__Data listing__.
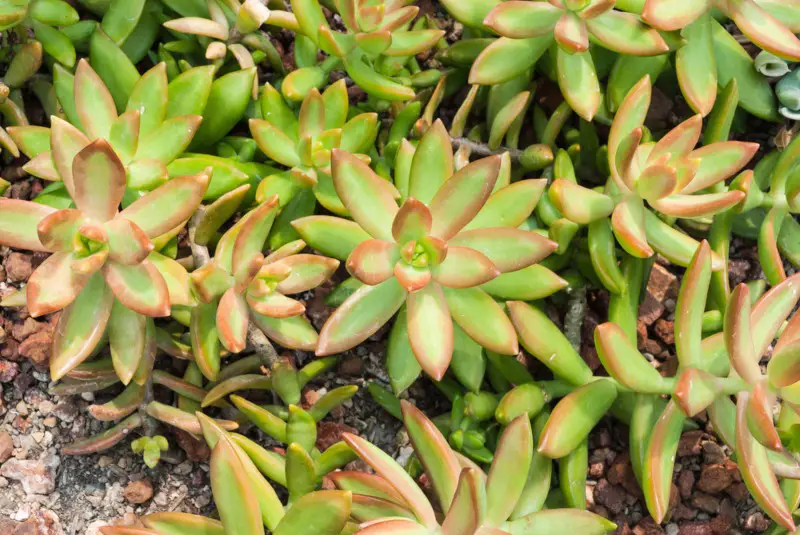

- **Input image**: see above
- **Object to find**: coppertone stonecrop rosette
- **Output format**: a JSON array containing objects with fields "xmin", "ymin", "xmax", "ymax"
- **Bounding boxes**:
[
  {"xmin": 283, "ymin": 0, "xmax": 444, "ymax": 101},
  {"xmin": 0, "ymin": 139, "xmax": 209, "ymax": 384},
  {"xmin": 456, "ymin": 0, "xmax": 669, "ymax": 121},
  {"xmin": 295, "ymin": 119, "xmax": 555, "ymax": 390},
  {"xmin": 549, "ymin": 76, "xmax": 758, "ymax": 269},
  {"xmin": 250, "ymin": 80, "xmax": 378, "ymax": 234},
  {"xmin": 9, "ymin": 60, "xmax": 203, "ymax": 204},
  {"xmin": 190, "ymin": 196, "xmax": 339, "ymax": 381}
]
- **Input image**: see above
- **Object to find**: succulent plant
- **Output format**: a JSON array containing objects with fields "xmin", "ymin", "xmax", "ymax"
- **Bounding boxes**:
[
  {"xmin": 209, "ymin": 386, "xmax": 358, "ymax": 502},
  {"xmin": 731, "ymin": 132, "xmax": 800, "ymax": 285},
  {"xmin": 592, "ymin": 242, "xmax": 800, "ymax": 531},
  {"xmin": 282, "ymin": 0, "xmax": 444, "ymax": 101},
  {"xmin": 642, "ymin": 0, "xmax": 800, "ymax": 61},
  {"xmin": 131, "ymin": 435, "xmax": 169, "ymax": 468},
  {"xmin": 445, "ymin": 0, "xmax": 669, "ymax": 121},
  {"xmin": 331, "ymin": 402, "xmax": 616, "ymax": 535},
  {"xmin": 250, "ymin": 80, "xmax": 378, "ymax": 249},
  {"xmin": 102, "ymin": 409, "xmax": 355, "ymax": 535},
  {"xmin": 9, "ymin": 60, "xmax": 202, "ymax": 202},
  {"xmin": 0, "ymin": 139, "xmax": 209, "ymax": 384},
  {"xmin": 549, "ymin": 76, "xmax": 758, "ymax": 280},
  {"xmin": 0, "ymin": 0, "xmax": 79, "ymax": 70},
  {"xmin": 191, "ymin": 195, "xmax": 339, "ymax": 381},
  {"xmin": 293, "ymin": 122, "xmax": 555, "ymax": 389},
  {"xmin": 607, "ymin": 0, "xmax": 788, "ymax": 121},
  {"xmin": 164, "ymin": 0, "xmax": 298, "ymax": 95}
]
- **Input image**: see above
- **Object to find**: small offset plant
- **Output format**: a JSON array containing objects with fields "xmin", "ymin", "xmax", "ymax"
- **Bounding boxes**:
[
  {"xmin": 444, "ymin": 0, "xmax": 669, "ymax": 121},
  {"xmin": 754, "ymin": 50, "xmax": 800, "ymax": 121},
  {"xmin": 131, "ymin": 435, "xmax": 169, "ymax": 468},
  {"xmin": 164, "ymin": 0, "xmax": 297, "ymax": 94},
  {"xmin": 102, "ymin": 414, "xmax": 356, "ymax": 535},
  {"xmin": 190, "ymin": 196, "xmax": 339, "ymax": 381},
  {"xmin": 0, "ymin": 0, "xmax": 79, "ymax": 70},
  {"xmin": 333, "ymin": 402, "xmax": 616, "ymax": 535},
  {"xmin": 549, "ymin": 76, "xmax": 758, "ymax": 282},
  {"xmin": 250, "ymin": 80, "xmax": 378, "ymax": 243},
  {"xmin": 282, "ymin": 0, "xmax": 444, "ymax": 101}
]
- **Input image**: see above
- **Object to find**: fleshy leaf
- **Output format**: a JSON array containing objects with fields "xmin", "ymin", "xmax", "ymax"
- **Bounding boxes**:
[
  {"xmin": 408, "ymin": 120, "xmax": 454, "ymax": 204},
  {"xmin": 72, "ymin": 140, "xmax": 126, "ymax": 221},
  {"xmin": 432, "ymin": 154, "xmax": 500, "ymax": 240},
  {"xmin": 119, "ymin": 173, "xmax": 211, "ymax": 238},
  {"xmin": 316, "ymin": 278, "xmax": 406, "ymax": 356},
  {"xmin": 486, "ymin": 414, "xmax": 533, "ymax": 526},
  {"xmin": 332, "ymin": 150, "xmax": 398, "ymax": 241},
  {"xmin": 444, "ymin": 288, "xmax": 519, "ymax": 355},
  {"xmin": 400, "ymin": 401, "xmax": 461, "ymax": 509},
  {"xmin": 347, "ymin": 240, "xmax": 400, "ymax": 286},
  {"xmin": 342, "ymin": 433, "xmax": 438, "ymax": 533},
  {"xmin": 50, "ymin": 273, "xmax": 114, "ymax": 381},
  {"xmin": 0, "ymin": 199, "xmax": 56, "ymax": 251}
]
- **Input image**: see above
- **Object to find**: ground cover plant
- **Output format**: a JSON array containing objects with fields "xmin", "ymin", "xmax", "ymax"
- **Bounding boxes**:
[{"xmin": 0, "ymin": 0, "xmax": 800, "ymax": 535}]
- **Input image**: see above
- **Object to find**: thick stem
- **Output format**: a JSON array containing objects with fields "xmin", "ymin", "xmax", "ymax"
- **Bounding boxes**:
[
  {"xmin": 189, "ymin": 206, "xmax": 211, "ymax": 269},
  {"xmin": 247, "ymin": 323, "xmax": 279, "ymax": 370},
  {"xmin": 564, "ymin": 285, "xmax": 586, "ymax": 351}
]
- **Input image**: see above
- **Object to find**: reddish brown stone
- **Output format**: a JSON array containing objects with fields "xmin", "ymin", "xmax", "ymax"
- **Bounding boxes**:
[
  {"xmin": 655, "ymin": 319, "xmax": 675, "ymax": 345},
  {"xmin": 642, "ymin": 338, "xmax": 664, "ymax": 356},
  {"xmin": 175, "ymin": 429, "xmax": 211, "ymax": 462},
  {"xmin": 647, "ymin": 263, "xmax": 678, "ymax": 302},
  {"xmin": 0, "ymin": 338, "xmax": 19, "ymax": 360},
  {"xmin": 690, "ymin": 492, "xmax": 719, "ymax": 514},
  {"xmin": 19, "ymin": 329, "xmax": 53, "ymax": 368},
  {"xmin": 0, "ymin": 516, "xmax": 19, "ymax": 535},
  {"xmin": 0, "ymin": 431, "xmax": 14, "ymax": 464},
  {"xmin": 742, "ymin": 512, "xmax": 769, "ymax": 533},
  {"xmin": 589, "ymin": 462, "xmax": 606, "ymax": 479},
  {"xmin": 724, "ymin": 458, "xmax": 742, "ymax": 482},
  {"xmin": 725, "ymin": 482, "xmax": 750, "ymax": 502},
  {"xmin": 697, "ymin": 464, "xmax": 733, "ymax": 494},
  {"xmin": 339, "ymin": 358, "xmax": 364, "ymax": 376},
  {"xmin": 594, "ymin": 479, "xmax": 625, "ymax": 515},
  {"xmin": 670, "ymin": 503, "xmax": 697, "ymax": 521},
  {"xmin": 711, "ymin": 514, "xmax": 732, "ymax": 535},
  {"xmin": 123, "ymin": 479, "xmax": 153, "ymax": 503},
  {"xmin": 678, "ymin": 431, "xmax": 705, "ymax": 457},
  {"xmin": 317, "ymin": 422, "xmax": 358, "ymax": 451},
  {"xmin": 678, "ymin": 470, "xmax": 694, "ymax": 499},
  {"xmin": 0, "ymin": 360, "xmax": 19, "ymax": 383},
  {"xmin": 678, "ymin": 520, "xmax": 716, "ymax": 535},
  {"xmin": 608, "ymin": 453, "xmax": 642, "ymax": 497},
  {"xmin": 5, "ymin": 253, "xmax": 33, "ymax": 282},
  {"xmin": 633, "ymin": 516, "xmax": 664, "ymax": 535},
  {"xmin": 639, "ymin": 294, "xmax": 664, "ymax": 327},
  {"xmin": 11, "ymin": 317, "xmax": 48, "ymax": 342}
]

__Exercise task__.
Count the lines in the records above that contain the string "find", matching case exactly, and give only the number.

__Written response__.
7